Dataset excerpts

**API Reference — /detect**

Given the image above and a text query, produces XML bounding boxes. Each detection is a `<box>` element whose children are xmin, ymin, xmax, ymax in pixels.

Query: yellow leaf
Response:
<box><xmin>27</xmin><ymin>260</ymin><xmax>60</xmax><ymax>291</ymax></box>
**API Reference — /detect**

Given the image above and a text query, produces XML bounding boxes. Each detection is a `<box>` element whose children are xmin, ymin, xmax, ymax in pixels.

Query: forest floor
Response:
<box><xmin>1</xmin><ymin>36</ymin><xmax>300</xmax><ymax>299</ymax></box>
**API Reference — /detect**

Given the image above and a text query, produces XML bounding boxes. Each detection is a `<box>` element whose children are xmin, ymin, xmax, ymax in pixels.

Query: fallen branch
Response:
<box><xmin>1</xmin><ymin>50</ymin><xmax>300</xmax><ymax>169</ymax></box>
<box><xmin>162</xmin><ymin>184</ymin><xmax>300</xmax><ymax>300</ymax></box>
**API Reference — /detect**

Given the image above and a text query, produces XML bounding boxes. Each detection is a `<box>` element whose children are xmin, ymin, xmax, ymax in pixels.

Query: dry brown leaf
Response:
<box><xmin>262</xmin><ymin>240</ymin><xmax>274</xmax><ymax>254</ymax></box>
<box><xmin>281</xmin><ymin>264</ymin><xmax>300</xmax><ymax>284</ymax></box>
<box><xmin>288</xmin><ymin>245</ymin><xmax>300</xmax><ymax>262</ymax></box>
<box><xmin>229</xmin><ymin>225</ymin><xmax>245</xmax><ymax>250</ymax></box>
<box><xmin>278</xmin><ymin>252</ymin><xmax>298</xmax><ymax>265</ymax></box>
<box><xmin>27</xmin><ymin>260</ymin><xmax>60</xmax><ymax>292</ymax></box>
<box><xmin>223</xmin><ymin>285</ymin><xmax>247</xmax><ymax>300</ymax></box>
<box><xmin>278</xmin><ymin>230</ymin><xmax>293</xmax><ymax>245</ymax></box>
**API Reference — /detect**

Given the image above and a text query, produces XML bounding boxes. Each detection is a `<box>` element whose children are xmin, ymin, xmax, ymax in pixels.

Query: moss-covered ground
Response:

- [Task prompt]: Copy out the data exactly as it stands, leaving nothing out.

- [Output below]:
**API Reference — /detect**

Given the image above and a text query, produces XML bounding boxes. Each detection is a `<box>` element whose children are xmin, ymin, xmax, ymax in pixels.

Query: yellow leaf
Response:
<box><xmin>27</xmin><ymin>260</ymin><xmax>60</xmax><ymax>291</ymax></box>
**API Reference — /detect**

Given the image above and a text query, produces XML bounding boxes. Each detection is a `<box>` element whose children are xmin, ymin, xmax, ymax in pixels.

Query: forest floor
Response:
<box><xmin>1</xmin><ymin>36</ymin><xmax>300</xmax><ymax>299</ymax></box>
**API Reference — /detect**

Given the image above and a text query, produces XML bounding boxes. Each detection is a `<box>` element whose children are xmin, ymin, xmax, ymax in pixels.

Query: fallen branch
Response:
<box><xmin>1</xmin><ymin>50</ymin><xmax>300</xmax><ymax>169</ymax></box>
<box><xmin>162</xmin><ymin>184</ymin><xmax>300</xmax><ymax>300</ymax></box>
**API Reference — /detect**

Given the image above and a text query, produces XML bounding boxes. Each detection is a `<box>` element whose children are xmin, ymin, xmax, ymax in pixels.

Query: dry brown leaf
Response:
<box><xmin>262</xmin><ymin>240</ymin><xmax>274</xmax><ymax>254</ymax></box>
<box><xmin>281</xmin><ymin>264</ymin><xmax>300</xmax><ymax>284</ymax></box>
<box><xmin>288</xmin><ymin>245</ymin><xmax>300</xmax><ymax>262</ymax></box>
<box><xmin>229</xmin><ymin>225</ymin><xmax>245</xmax><ymax>250</ymax></box>
<box><xmin>278</xmin><ymin>252</ymin><xmax>298</xmax><ymax>265</ymax></box>
<box><xmin>27</xmin><ymin>260</ymin><xmax>60</xmax><ymax>292</ymax></box>
<box><xmin>223</xmin><ymin>285</ymin><xmax>247</xmax><ymax>300</ymax></box>
<box><xmin>278</xmin><ymin>230</ymin><xmax>293</xmax><ymax>245</ymax></box>
**API Reference — /detect**

Given the image above and a text query, produces XML bounding boxes. Each detection is a `<box>` element whose children are xmin, ymin, xmax, ymax in pixels.

Query: moss-covered ground
Response:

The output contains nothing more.